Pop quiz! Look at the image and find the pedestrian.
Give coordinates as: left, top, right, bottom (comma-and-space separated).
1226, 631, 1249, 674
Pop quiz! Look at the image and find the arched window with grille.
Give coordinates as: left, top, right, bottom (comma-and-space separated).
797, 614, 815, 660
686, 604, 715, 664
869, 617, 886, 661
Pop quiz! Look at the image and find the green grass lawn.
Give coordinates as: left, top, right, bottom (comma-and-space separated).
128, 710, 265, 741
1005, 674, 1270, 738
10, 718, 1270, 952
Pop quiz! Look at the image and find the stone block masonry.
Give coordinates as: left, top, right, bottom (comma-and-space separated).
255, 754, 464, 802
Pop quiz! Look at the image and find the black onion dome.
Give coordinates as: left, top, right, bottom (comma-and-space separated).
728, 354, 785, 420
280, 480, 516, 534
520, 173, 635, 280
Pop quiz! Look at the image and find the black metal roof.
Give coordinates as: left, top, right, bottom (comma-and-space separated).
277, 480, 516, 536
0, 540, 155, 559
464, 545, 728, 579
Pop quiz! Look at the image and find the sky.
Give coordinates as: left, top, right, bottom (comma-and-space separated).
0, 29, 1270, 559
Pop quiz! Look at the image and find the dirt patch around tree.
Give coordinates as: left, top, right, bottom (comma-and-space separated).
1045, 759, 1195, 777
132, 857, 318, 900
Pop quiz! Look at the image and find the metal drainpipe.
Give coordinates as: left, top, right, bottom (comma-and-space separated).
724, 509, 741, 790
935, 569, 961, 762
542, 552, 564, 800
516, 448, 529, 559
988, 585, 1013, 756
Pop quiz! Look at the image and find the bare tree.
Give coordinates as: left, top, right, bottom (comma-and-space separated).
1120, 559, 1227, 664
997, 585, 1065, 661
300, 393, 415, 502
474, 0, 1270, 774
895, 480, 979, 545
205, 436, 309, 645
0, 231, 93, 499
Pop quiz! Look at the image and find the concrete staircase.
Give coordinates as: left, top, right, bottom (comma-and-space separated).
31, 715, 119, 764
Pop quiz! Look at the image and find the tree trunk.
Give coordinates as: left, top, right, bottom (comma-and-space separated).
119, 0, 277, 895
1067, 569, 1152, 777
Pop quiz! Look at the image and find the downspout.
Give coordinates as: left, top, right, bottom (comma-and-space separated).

====================

WHAT THIS TASK INVOLVES
Reproduce all of the records above verbatim, line for line and in their original order.

TASK RESPONSE
Pop quiz! Look at the image and find the pedestrian.
Give coordinates as: left, top, right, bottom (comma-and-space separated).
1226, 631, 1249, 674
Pop quiz! Look at the image and find the arched window with grille.
Give coordinates as: left, top, right, bottom (comma-and-space separated).
797, 614, 815, 660
686, 604, 715, 664
869, 617, 886, 661
Pop quiz! Look at the image and find the green grass lawn.
Give coordinates as: left, top, right, bottom (comma-and-space separated).
128, 710, 265, 741
1005, 674, 1270, 738
10, 718, 1270, 952
Pop quiz! Look at the image and find the stone block masonry.
Give coordinates as: left, top, right, bottom (comma-and-space separated).
255, 754, 464, 802
Pop quiz! Look at the image and find the black onion dome.
Give coordinates as: left, top, right, bottom (comma-and-space separated).
728, 354, 785, 420
280, 480, 516, 534
520, 173, 635, 280
Pop quiz! Look at the image and find the black metal roof.
Give coordinates as: left, top, right, bottom (comma-and-space separated).
277, 480, 516, 536
0, 540, 155, 559
464, 545, 728, 579
Pop quiz! Look at the image and find the sky.
Give coordinates as: left, top, right, bottom (comma-and-space separated).
0, 29, 1270, 559
Pop quiz! Look at the image and find the dirt patch around tree.
Give coordinates as: left, top, right, bottom (comma-and-space separated).
1045, 759, 1195, 777
132, 857, 318, 900
Pop quiz! Look at the image and find the metal drainpipe.
Give coordinates as: left, top, right, bottom (comma-and-space separated).
724, 509, 741, 790
935, 569, 961, 762
542, 552, 564, 800
516, 448, 529, 559
988, 585, 1013, 756
Pop quiz! Look at the image and find the bare tree.
Give coordinates as: left, top, right, bottom (comma-and-space separated).
1120, 559, 1227, 664
997, 585, 1065, 661
300, 393, 415, 502
474, 0, 1270, 774
895, 480, 979, 545
205, 436, 309, 645
0, 231, 93, 499
Pop quiz! Look at the image and find the concrete staircase.
Give coordinates as: left, top, right, bottom (comma-and-space separated).
31, 715, 119, 764
Pop quiz! Look at the image and find the tree trunk.
Give coordinates as: left, top, right, bottom (comma-and-space separated).
119, 0, 277, 895
1067, 569, 1152, 777
Pop quiz! Look at the image and find the downspout.
Give coordinates as: left, top, right, bottom (comma-and-space separated).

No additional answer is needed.